» Excerpt:
However, he noted that Malaysia does have a partial buffer.
“As a net exporter of oil and gas, it can benefit from higher energy prices.
“This may support job creation and wages in the energy sector and provide the government with more revenue to cushion the broader economy.
“Still, these benefits are limited to specific industries.”
Overall, he said any impact is likely to be uneven.
“While some sectors may gain, the broader labour market could face slower hiring, wage pressure and increased uncertainty – especially if the conflict drags on and weakens global growth.”
Malaysia’s labour market remained firm in January 2026, with the overall unemployment rate standing at 2.9% during the month, as per data from the Statistics Department.
Economists typically view a 3% unemployment rate as an indication of full employment in the economy.
The labour force participation rate, the proportion of persons employed or looking for work, edged up to 70.9% in January 2026 from 70.8% in December 2025.
One economist said the robust employment and labour market in January was expected, given resilient economic activity then.
“However, we have entered a more uncertain period defined by escalating conflict in the Middle East, which has triggered a looming energy crisis, specifically due to the blockade of the Strait of Hormuz.”
As a primary artery for global trade, he noted that this disruption has choked off critical supplies of oil and gas, as well as essential raw materials.
“These supply chain shocks threaten to spike production costs and inflation risks, potentially cooling the labor market, if the conflict and disruptions extend for longer.”
Commenting on the country’s January job statistics, Williams said “unemployment is not the most important issue in the labour market.”
“It is underemployment that is the big problem, with nearly two million people in jobs below their qualification levels.
“This pushes down wages for everyone because higher skilled people take low skilled jobs at low wages. The extra supply pushes down wages, which are not keeping up with expectations,” he said.
For now, TA Research said Malaysia’s labour market is expected to remain resilient in the coming months, supported by steady economic expansion, sustained labour demand and continued recovery in key sectors.
“The economy continued to demonstrate resilience at the start of 2026, underpinned by stable domestic demand and supportive monetary conditions.

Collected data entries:
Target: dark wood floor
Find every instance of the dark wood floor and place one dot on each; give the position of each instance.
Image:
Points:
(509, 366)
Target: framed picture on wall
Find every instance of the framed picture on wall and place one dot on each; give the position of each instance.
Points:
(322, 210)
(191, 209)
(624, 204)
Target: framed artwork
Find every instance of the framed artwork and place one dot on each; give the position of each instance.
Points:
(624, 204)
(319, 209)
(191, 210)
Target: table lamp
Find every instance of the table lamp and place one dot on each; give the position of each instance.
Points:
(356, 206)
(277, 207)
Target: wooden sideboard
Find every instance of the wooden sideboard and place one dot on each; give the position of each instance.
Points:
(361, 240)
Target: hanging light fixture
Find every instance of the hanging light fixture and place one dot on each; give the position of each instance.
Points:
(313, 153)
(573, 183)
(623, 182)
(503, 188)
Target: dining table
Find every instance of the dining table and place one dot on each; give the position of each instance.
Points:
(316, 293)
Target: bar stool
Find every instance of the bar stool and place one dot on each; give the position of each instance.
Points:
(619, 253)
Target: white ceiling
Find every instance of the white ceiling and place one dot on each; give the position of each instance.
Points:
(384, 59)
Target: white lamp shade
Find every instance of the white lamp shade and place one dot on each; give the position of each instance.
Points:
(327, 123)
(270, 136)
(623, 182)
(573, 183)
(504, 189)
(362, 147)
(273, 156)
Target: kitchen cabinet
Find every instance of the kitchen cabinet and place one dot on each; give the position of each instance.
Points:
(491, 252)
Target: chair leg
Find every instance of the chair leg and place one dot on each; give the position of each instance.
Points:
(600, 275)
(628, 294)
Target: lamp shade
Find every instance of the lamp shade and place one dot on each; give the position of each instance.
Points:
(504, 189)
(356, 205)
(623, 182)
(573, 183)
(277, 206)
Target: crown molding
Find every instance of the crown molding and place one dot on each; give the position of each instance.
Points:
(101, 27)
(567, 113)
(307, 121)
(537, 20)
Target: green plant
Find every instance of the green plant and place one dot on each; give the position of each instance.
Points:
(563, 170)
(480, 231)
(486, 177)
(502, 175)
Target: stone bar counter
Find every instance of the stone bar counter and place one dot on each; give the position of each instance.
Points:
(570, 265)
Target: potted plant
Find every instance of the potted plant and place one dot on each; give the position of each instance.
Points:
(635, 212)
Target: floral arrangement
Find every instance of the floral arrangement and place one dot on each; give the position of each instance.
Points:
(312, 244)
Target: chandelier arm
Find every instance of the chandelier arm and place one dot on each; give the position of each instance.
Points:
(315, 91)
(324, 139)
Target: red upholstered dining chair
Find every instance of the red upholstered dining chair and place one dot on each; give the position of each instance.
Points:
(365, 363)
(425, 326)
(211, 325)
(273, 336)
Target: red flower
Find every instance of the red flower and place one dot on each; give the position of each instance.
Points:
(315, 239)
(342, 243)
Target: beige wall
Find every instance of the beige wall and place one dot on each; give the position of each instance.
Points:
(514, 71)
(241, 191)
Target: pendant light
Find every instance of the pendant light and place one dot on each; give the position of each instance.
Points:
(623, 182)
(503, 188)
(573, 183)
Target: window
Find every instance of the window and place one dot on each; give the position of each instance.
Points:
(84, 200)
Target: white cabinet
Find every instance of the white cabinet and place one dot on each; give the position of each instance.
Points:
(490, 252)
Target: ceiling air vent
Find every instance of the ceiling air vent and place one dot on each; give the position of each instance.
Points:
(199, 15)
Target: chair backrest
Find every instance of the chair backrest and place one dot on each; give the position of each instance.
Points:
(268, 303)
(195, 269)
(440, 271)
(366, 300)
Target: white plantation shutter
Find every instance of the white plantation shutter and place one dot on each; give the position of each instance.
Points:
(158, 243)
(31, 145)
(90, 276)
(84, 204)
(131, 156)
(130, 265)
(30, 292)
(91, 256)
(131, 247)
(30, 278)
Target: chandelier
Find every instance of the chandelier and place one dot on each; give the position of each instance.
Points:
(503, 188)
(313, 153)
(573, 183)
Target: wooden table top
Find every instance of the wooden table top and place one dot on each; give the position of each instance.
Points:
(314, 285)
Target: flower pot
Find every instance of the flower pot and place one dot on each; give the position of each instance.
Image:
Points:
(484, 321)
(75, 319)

» Things to do:
1. In the article on Malaysia's labour market, what was the overall unemployment rate in January 2026?
2. Pick up the article on Malaysia's labour market after its last sentence and continue it.

» List of answers:
1. 2.9%

2.
“Bank Negara Malaysia’s decision to maintain the overnight policy rate reflects stable inflation dynamics and confidence in the sustainability of economic growth, which in turn supports business sentiment, hiring activity, and overall labour market stability,” it said in a recent report.
It highlighted that the tourism sector is also expected to remain a key driver of economic activity.
“For instance, Johor is targeting 12 million tourist arrivals in 2026, with projected economic contributions exceeding RM42bil.
“Under the Visit Johor Year 2026 initiative, the state government plans to organise over 100 tourism programmes and events across all ten districts, in collaboration with various agencies and industry stakeholders.”
TA Research said these initiatives are expected to enhance Johor’s tourism appeal, stimulate local economic activities and support employment in tourism-related sectors.
“In parallel, these efforts will complement Malaysia’s national tourism target of attracting around 47 million visitor arrivals and generating approximately RM329bil in tourism receipts in 2026.”
Overall, the research house projects Malaysia’s unemployment rate to improve further to an average of 2.8% in 2026, supported by sustained economic momentum, stronger private investment and ongoing structural reforms that continue to support job creation.
“Further clarity on the labour market outlook is expected later this month, when Bank Negara Malaysia releases its 2025 annual report, which will include the central bank’s updated assessment and projections for labour market conditions in 2026.”